begin SOURCE PASSAGE

Blessed are those who read aloud the words – even words like harlotry and words like vanity and words like exile and vision – blessed are they who read aloud such words, and blessed are those who hear, and blessed are those who keep what is written therein. The “therein” about which John was writing: the Bible.

The Bible is a big book and an old book; it’s thick and dense. It is an intimidating book to some, but a life-line to others.

It was written over thousands of years by many hands. The earliest parts of it were written not long after the invention of the alphabet. Imagine early writers, armed with alphabet and parchment, taking ancient stories – stories that circulated in oral tradition, circulated at night by the campfire (the story of Creation, of Adam and Eve, of the Serpent, of Cain and Able, the Tower of Babel, Noah and his ark), stories that has been passed on generation to generation, campfire to campfire, family to family, tribe to tribe, all across and up and down the Great Rift Valley – imagine early writers taking these stories and forming them into alphabet and pouring the words onto parchment, creating scrolls and scrolls of words and stories. And in the process, in the pouring of the words, the pouring of alphabet onto parchment, the stories, once warm and fluid under the artistry of the bard, now laid out into parchment cool, harden, congeal and set.

end SOURCE PASSAGE
begin SUPPLIED INFORMATION

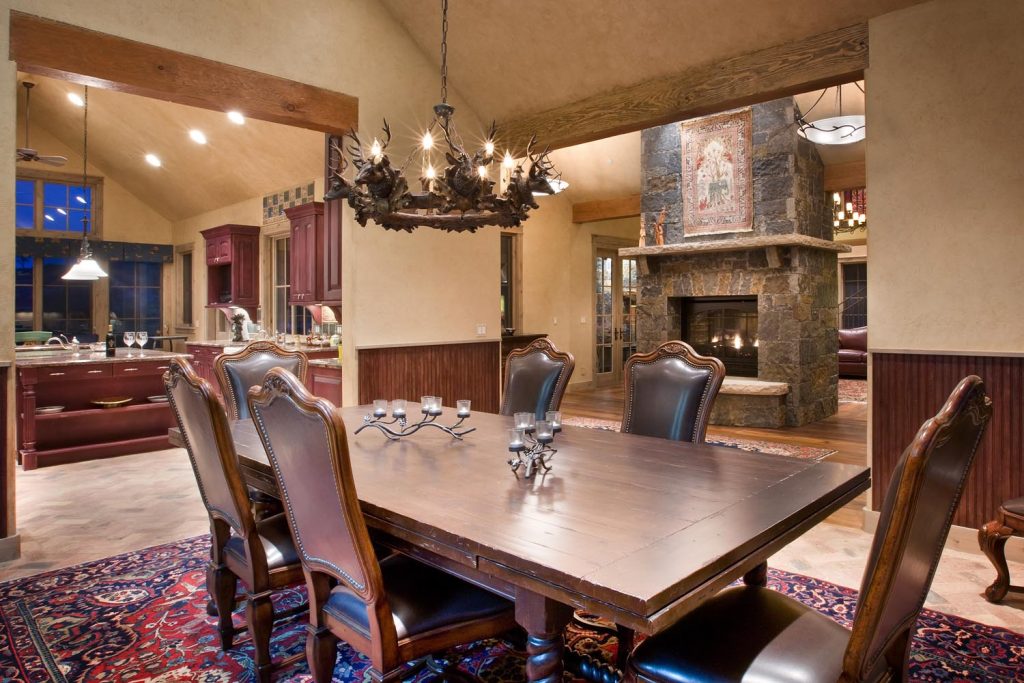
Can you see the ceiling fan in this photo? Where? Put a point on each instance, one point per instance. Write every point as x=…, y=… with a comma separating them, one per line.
x=27, y=153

end SUPPLIED INFORMATION

* _TO-DO LIST_:
• a. In the passage about the Bible, the earliest parts of the book were written not long after the invention of what?
• b. Extend the passage about the Bible, picking up right after its final sentence.

* _REPLIES_:
• a. The alphabet.

• b.
Our Bible is fundamentally different than the sacred texts of most other traditions. The Qur’an, the sacred text of Islam, is a series of speeches. The Sutra’s of Buddhism are discourses: short discourses, medium discourses and long discourses.

By contrast, the Bible of Judaism and the New Testament of Christianity are largely, even relentlessly story: Even the non-story parts (even the begats and the lists of laws, the proverbs and the psalms) are in the end, in the service of story: the story of what it means to be alive …

what it is to subdue the ever-encroaching chaos, what it is to make meaning of these lives --  even as we undertake to procure food, to find shelter, to rear children, to defend ourselves from all attacks … The stories of our Bible are meaning making.  And, the special burden of our holy texts: to address what it means to do all these things, to live these lives, in relationship with something ultimate.

By a show of hands, how many of you own a bible? (Most hands are raised) A recent survey reveals that the vast majority (close to 90%) of American households own at least one Bible. Even the majority of those who describe themselves as hostile to the Bible or skeptical of the Bible, own one. Not only is the Bible the best-selling book of all time, it is the best-selling book of the year, every year.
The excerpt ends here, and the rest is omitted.